[INSTRUCTIONS FOR THE TASK]: Could you repeat the records below exactly, leaving out any pictures?

[TASK INPUT]:
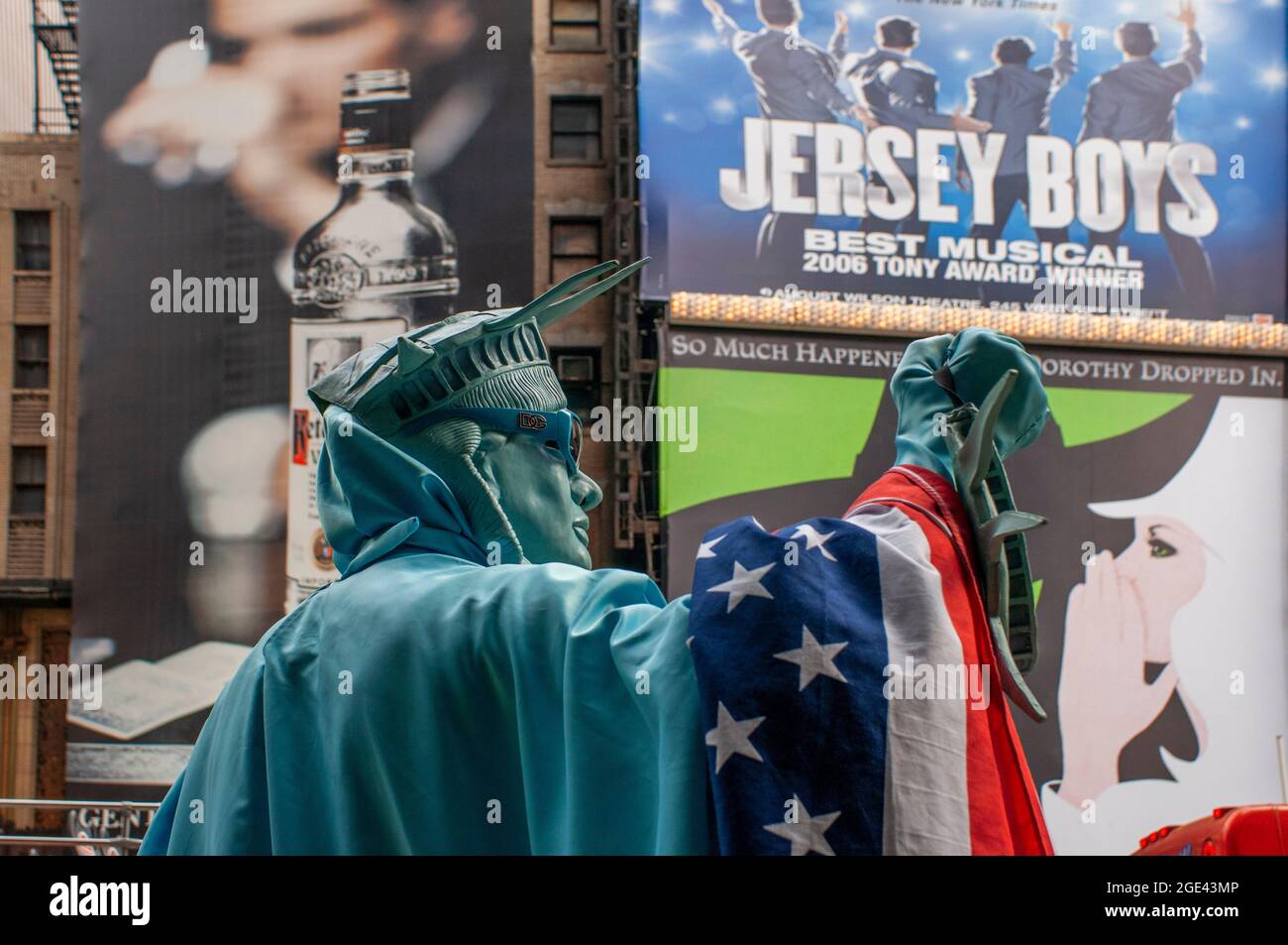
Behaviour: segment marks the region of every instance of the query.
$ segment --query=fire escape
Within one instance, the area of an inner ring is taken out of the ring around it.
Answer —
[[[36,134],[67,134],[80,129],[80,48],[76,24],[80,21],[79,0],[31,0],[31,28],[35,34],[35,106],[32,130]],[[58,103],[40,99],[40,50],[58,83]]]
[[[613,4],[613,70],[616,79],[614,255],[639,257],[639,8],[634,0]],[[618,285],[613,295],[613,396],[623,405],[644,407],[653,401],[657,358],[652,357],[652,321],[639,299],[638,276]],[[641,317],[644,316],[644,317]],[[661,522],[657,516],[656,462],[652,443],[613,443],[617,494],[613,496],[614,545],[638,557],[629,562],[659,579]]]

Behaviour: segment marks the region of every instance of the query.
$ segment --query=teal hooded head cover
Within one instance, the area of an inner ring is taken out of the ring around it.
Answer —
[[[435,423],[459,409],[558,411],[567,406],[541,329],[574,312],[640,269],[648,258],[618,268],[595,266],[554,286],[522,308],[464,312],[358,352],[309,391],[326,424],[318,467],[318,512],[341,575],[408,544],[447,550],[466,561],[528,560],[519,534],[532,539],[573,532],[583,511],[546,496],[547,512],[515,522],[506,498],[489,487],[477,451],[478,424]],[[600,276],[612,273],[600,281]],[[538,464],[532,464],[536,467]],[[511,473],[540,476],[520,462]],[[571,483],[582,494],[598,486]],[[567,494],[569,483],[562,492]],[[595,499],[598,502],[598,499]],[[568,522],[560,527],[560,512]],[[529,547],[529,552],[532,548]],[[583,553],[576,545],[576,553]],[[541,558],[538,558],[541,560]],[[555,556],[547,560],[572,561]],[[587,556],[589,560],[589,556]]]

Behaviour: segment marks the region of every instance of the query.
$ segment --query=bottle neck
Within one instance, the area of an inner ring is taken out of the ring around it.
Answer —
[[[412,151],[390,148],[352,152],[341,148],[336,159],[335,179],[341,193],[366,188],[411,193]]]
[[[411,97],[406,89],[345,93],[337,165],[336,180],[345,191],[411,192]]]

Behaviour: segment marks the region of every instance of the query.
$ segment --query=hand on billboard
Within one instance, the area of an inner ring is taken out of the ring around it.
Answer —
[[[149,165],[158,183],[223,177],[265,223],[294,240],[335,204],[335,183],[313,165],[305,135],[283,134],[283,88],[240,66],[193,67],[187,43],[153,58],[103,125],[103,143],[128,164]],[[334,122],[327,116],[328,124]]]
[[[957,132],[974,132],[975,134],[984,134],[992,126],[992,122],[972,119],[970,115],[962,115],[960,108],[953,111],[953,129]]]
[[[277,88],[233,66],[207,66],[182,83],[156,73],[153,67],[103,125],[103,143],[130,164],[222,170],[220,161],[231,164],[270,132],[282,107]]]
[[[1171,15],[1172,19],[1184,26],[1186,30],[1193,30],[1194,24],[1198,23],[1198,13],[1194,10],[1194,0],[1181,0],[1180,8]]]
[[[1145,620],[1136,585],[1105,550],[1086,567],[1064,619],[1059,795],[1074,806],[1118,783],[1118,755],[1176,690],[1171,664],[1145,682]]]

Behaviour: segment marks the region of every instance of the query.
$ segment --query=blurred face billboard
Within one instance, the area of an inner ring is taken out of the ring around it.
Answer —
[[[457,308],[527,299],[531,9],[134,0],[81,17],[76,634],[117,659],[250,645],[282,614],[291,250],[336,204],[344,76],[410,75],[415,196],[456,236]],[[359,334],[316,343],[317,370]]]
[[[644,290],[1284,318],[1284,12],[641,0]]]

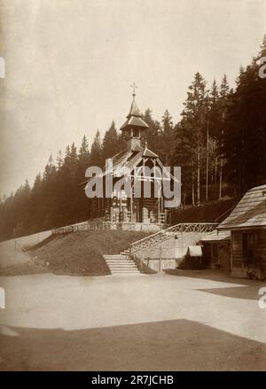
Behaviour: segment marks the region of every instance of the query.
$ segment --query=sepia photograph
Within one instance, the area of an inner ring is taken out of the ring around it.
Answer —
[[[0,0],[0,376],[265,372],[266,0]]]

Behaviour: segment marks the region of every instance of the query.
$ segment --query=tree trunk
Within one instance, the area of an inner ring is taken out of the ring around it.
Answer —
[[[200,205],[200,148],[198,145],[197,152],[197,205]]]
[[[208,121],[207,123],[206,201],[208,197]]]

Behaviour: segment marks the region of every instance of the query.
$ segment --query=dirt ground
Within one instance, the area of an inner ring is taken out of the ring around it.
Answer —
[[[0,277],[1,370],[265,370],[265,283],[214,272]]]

[SOLUTION]:
Behaviour: segment marks the region of every instance of the query.
$ segment --query=fire escape
Within one instance, the area of an inner ring is taken out of the ring around it.
Answer —
[[[36,134],[67,134],[80,129],[80,48],[76,24],[80,21],[79,0],[31,0],[31,28],[35,34],[35,106],[32,130]],[[58,103],[40,99],[40,50],[58,83]]]
[[[613,4],[613,70],[616,79],[614,255],[639,257],[639,8],[634,0]],[[618,285],[613,295],[613,396],[623,405],[644,407],[653,401],[657,358],[652,357],[652,321],[639,299],[638,276]],[[641,317],[644,316],[644,317]],[[661,522],[657,516],[656,462],[652,443],[613,443],[617,494],[613,496],[614,545],[638,557],[629,562],[659,579]]]

Behaviour: segment marks the region of every instance of the query.
$ segment --query=teal hooded head cover
Within one instance, the area of an inner ring is taken out of the ring around it.
Answer —
[[[435,423],[459,409],[558,411],[567,406],[541,329],[574,312],[640,269],[648,258],[618,268],[595,266],[554,286],[522,308],[464,312],[358,352],[309,391],[326,424],[318,467],[318,512],[341,575],[408,544],[447,550],[466,561],[528,560],[519,534],[532,539],[573,532],[583,511],[546,496],[547,512],[515,522],[506,498],[489,487],[477,451],[478,424]],[[600,276],[612,273],[600,281]],[[538,464],[532,464],[536,467]],[[511,473],[540,476],[520,462]],[[571,483],[582,494],[598,486]],[[567,494],[569,483],[562,492]],[[595,499],[598,502],[598,499]],[[568,522],[560,527],[560,512]],[[529,547],[529,552],[532,548]],[[583,553],[576,545],[576,553]],[[541,558],[538,558],[541,560]],[[555,556],[547,560],[572,561]],[[587,556],[589,560],[589,556]]]

Behaviour: segment marks the region of every instance of the query.
$ segment --query=bottle neck
Within one instance, the area of an inner ring is taken out of the ring around it.
Answer —
[[[412,151],[390,148],[352,152],[341,148],[336,159],[335,179],[341,193],[366,188],[411,193]]]
[[[411,97],[406,89],[345,93],[337,165],[336,180],[345,191],[411,192]]]

Behaviour: segment marks the region of every instance of the query.
$ segment --query=hand on billboard
Within one instance, the area of an inner ring is taken out of the ring around it.
Answer —
[[[149,165],[158,183],[223,177],[265,223],[294,240],[335,204],[335,183],[313,165],[305,135],[283,134],[283,88],[240,66],[193,67],[187,43],[153,58],[103,125],[103,143],[128,164]],[[334,122],[327,116],[328,124]]]
[[[957,132],[974,132],[975,134],[984,134],[992,126],[992,122],[972,119],[970,115],[962,115],[960,108],[953,111],[953,129]]]
[[[277,88],[233,66],[207,66],[182,83],[156,73],[153,67],[103,125],[103,143],[130,164],[222,170],[220,161],[231,164],[270,132],[282,107]]]
[[[1171,15],[1172,19],[1184,26],[1186,30],[1193,30],[1194,24],[1198,23],[1198,13],[1194,10],[1194,0],[1181,0],[1180,8]]]
[[[1145,620],[1136,585],[1105,550],[1086,567],[1064,619],[1059,795],[1074,806],[1118,783],[1118,755],[1176,690],[1171,664],[1145,682]]]

Behaviour: segment marks the region of every instance of the query.
$ segment --query=blurred face billboard
Within one instance, the area of an inner ring is taken out of the ring around it.
Answer —
[[[457,308],[527,299],[531,9],[134,0],[81,17],[76,634],[117,659],[250,645],[282,614],[291,250],[336,204],[344,76],[410,75],[415,196],[456,236]],[[359,334],[316,343],[317,370]]]
[[[644,290],[1284,318],[1284,12],[641,0]]]

Behaviour: segment marks the region of every instance of the query.
$ segment --query=sepia photograph
Within one instance, the area of an inner ring is taken out of the ring around it.
Answer —
[[[0,0],[0,376],[265,372],[266,0]]]

Behaviour: segment marks the region of every instance of the query.
$ segment --query=tree trunk
Within one instance, the area of an inner ring is taken out of the ring around it.
Answer —
[[[200,205],[200,148],[198,145],[197,152],[197,205]]]
[[[208,121],[207,123],[206,201],[208,197]]]

Behaviour: segment marks the region of every instance of the query.
$ segment --query=dirt ground
Within one instance, the area of an inner ring is taken out of the ring around it.
Answer —
[[[0,277],[1,370],[265,370],[265,283],[214,272]]]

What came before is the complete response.